==== ТЕКСТ ДОКУМЕНТА ====
Новый герой рубрики о молодых художниках – выпускник Самарского художественного училища им. К.С. Петрова-Водкина, занимается живописью, видео и стритартом
ПОРТРЕТ #8
Андрей Сяйлев, родился в 1982 году в поселке Сыргач, Узбекистан, живет и работает в Самаре
Фотографии: Оля Иванова
Константин Зацепин: Расскажи, где ты родился, где провел детство?
Андрей Сяйлев: В поселке Сырагач, это где-то в окрестностях Ташкента, но в паспорте написано, что я родился в Ташкенте. Несколько лет там с семьей и прожил. С этим местом и связаны самые приятные впечатления детства. Там все время солнце было — и ошметки из моей памяти о том времени «залиты светом». Помню там холодная река с гор текла прямо в город и мы с братом шли несколько кварталов босяком, в одних труселях, и прыгали в реку, в ее сильное течение. Вода была грязная, кофейного цвета — в нее прыгнешь и плывешь, прямо через райончик. Ивы свисают, машины проезжают, какие-то арбузы проплывают мимо, выброшенные. Так и доплываешь до своего дома — и можно начинать приключение сначала.
==== НАБОР ДАННЫХ ====
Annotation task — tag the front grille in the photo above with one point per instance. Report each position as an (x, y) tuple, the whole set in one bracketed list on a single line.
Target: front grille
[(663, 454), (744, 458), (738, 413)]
====
- [СПИСОК ЗАДАНИЙ]:
A – Переведите на английский предложение из интервью с художником: «Вода была грязная, кофейного цвета — в нее прыгнешь и плывешь, прямо через райончик.»
B – Продолжите интервью с художником Андреем Сяйлевым, начав сразу после его последней реплики.

- [ОТВЕТЫ К ЗАДАНИЯМ]:
A – The water was dirty, the color of coffee: you'd jump in and swim right through the neighborhood.

B –
Потом начал крошиться Союз и по объективным причинам в Узбекистане стало опасно, возрос национализм. И мы с семьей вернулись в Самару, тогда еще Куйбышев, поскольку родители мои изначально отсюда. Жили на заводской окраине, в районе «116-й километр». Там я был довольно сильно «локализован», потому что до города надо было еще долго ехать.
КЗ: Чем в детстве больше всего интересовался?
АС: Мы со старшим братом много времени были предоставлены самим себе, тусовались по подворотням. «Серфили пространство» своего района — поля, аэродромы, болота, речушки. Рыбу ловили… Но я при этом и читал довольно много, у нас дома была большая библиотека. Не сказать, что «эпическая», в целом стандартная библиотека любой советской семьи, с собраниями сочинений. Помню, когда только ксероксы появились, я ходил копировал какие-то выдержки, но больше конечно, это была какая-то фантастика или например, про спорт я тоже читать любил… Ну и рисовать, конечно, любил, у меня все тетрадки на задних страницах были изрисованы.
КЗ: К рисованию ты, получается, пришел прямо из жизни, так сказать, из самой реальности?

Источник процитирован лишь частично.